=== 文本段落 ===
● ● ● ● ●
立根:地质找矿的新图景

2016-03-19 09:54心驰
当代工人(B版) 2016年8期
关键词:遗骨青城丹东

文/心驰

立根:地质找矿的新图景

文/心驰

大难未死

孙征(化名)1992年毕业到丹东,进入辽宁省有色地质局一〇三队工作。

“工业要发展,首先得有矿产资源。资源不会自己从地里蹦出来,我们得找到它。”孙征学的是地质专业,进队后就开始跟着老师傅出去勘查找矿。

第一站,他到的是大连庄河,下矿井坑道。100多米深,30多层楼的高度向下延伸。人钻进简易的铁罐子,顺道而下。昏暗的矿灯在眼前一闪而过,呼呼的风声始终在耳旁呜咽。来不及准备,孙征只能硬着头皮往地心钻。

黝黑的地下坑道里,除了要克服心理恐惧感,还要时刻提防意外。矿井是边勘查边开采,有次孙征和队友刚下到井下,嘭,沉闷的巨响传来,坑道里噗噗落灰。“吓蒙了,以为要塌方。”后来,他才知道是旁边开矿放炮。“地质工作就是这样,谁也不能讲条件。”
● ● ● ● ●
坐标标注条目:
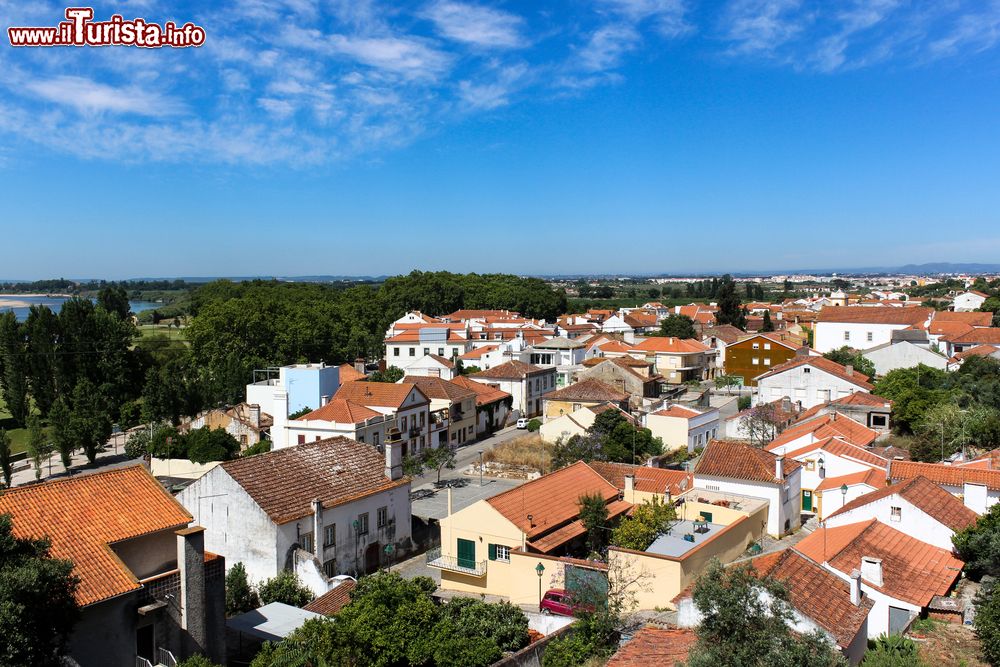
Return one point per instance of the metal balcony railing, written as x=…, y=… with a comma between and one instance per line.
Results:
x=452, y=564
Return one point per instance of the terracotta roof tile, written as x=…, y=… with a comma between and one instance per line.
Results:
x=333, y=600
x=934, y=501
x=85, y=514
x=816, y=593
x=655, y=647
x=735, y=460
x=551, y=500
x=341, y=411
x=381, y=394
x=587, y=390
x=337, y=470
x=875, y=314
x=912, y=571
x=944, y=474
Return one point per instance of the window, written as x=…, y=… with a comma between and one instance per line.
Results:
x=499, y=552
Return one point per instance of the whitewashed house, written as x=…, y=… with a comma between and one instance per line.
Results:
x=810, y=381
x=320, y=509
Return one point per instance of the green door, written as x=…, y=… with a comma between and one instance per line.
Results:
x=466, y=553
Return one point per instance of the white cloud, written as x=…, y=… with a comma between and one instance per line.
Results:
x=475, y=24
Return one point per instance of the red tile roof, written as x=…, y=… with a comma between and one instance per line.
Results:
x=822, y=363
x=512, y=370
x=816, y=593
x=587, y=390
x=944, y=474
x=341, y=411
x=875, y=314
x=337, y=470
x=647, y=480
x=381, y=394
x=551, y=500
x=927, y=496
x=735, y=460
x=333, y=600
x=912, y=571
x=84, y=515
x=655, y=647
x=485, y=394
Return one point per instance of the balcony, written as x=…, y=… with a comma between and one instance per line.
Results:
x=452, y=564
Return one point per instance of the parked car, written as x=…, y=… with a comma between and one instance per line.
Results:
x=559, y=601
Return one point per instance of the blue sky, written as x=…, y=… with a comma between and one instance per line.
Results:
x=354, y=137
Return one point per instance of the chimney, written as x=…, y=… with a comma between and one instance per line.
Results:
x=191, y=566
x=855, y=583
x=393, y=459
x=317, y=506
x=871, y=570
x=279, y=428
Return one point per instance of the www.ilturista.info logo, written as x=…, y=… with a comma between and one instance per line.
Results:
x=81, y=30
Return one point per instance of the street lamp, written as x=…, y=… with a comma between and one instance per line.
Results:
x=539, y=569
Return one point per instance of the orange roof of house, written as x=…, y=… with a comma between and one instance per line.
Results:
x=84, y=515
x=822, y=363
x=341, y=411
x=871, y=477
x=485, y=394
x=944, y=474
x=283, y=482
x=655, y=647
x=912, y=571
x=647, y=480
x=735, y=460
x=349, y=373
x=875, y=314
x=382, y=394
x=816, y=593
x=551, y=500
x=837, y=447
x=927, y=496
x=670, y=344
x=333, y=600
x=587, y=390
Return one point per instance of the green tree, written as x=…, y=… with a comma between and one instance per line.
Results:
x=38, y=444
x=60, y=422
x=987, y=622
x=730, y=304
x=979, y=544
x=37, y=604
x=89, y=423
x=677, y=326
x=746, y=620
x=647, y=522
x=285, y=587
x=6, y=464
x=846, y=356
x=240, y=595
x=594, y=517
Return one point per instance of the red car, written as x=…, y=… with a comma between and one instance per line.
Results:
x=559, y=601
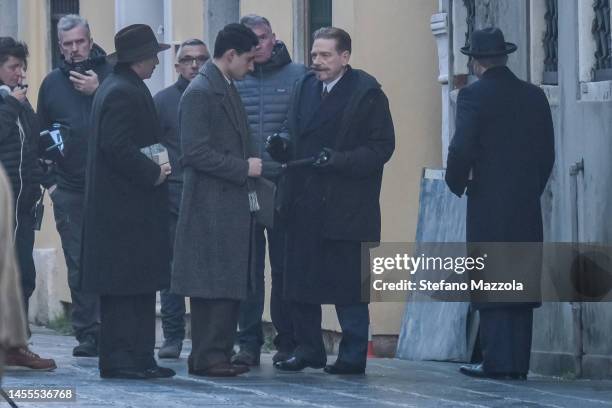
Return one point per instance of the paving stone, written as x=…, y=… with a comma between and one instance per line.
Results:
x=388, y=383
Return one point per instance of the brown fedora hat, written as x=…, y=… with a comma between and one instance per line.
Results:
x=135, y=43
● ● ● ● ●
=== 题目 ===
改写这篇关于地质找矿的文章中从“孙征(化名)1992年毕业到丹东,进入辽宁省有色地质局一〇三队工作。”到“声始终在耳旁呜咽。来不及准备,孙征只能硬着头皮往地心钻。”的这一段，把其中的“老师傅”换成“老技术员”。 作答时只以文章为依据。

=== 答案 ===
孙征(化名)1992年毕业到丹东,进入辽宁省有色地质局一〇三队工作。

“工业要发展,首先得有矿产资源。资源不会自己从地里蹦出来,我们得找到它。”孙征学的是地质专业,进队后就开始跟着老技术员出去勘查找矿。

第一站,他到的是大连庄河,下矿井坑道。100多米深,30多层楼的高度向下延伸。人钻进简易的铁罐子,顺道而下。昏暗的矿灯在眼前一闪而过,呼呼的风声始终在耳旁呜咽。来不及准备,孙征只能硬着头皮往地心钻。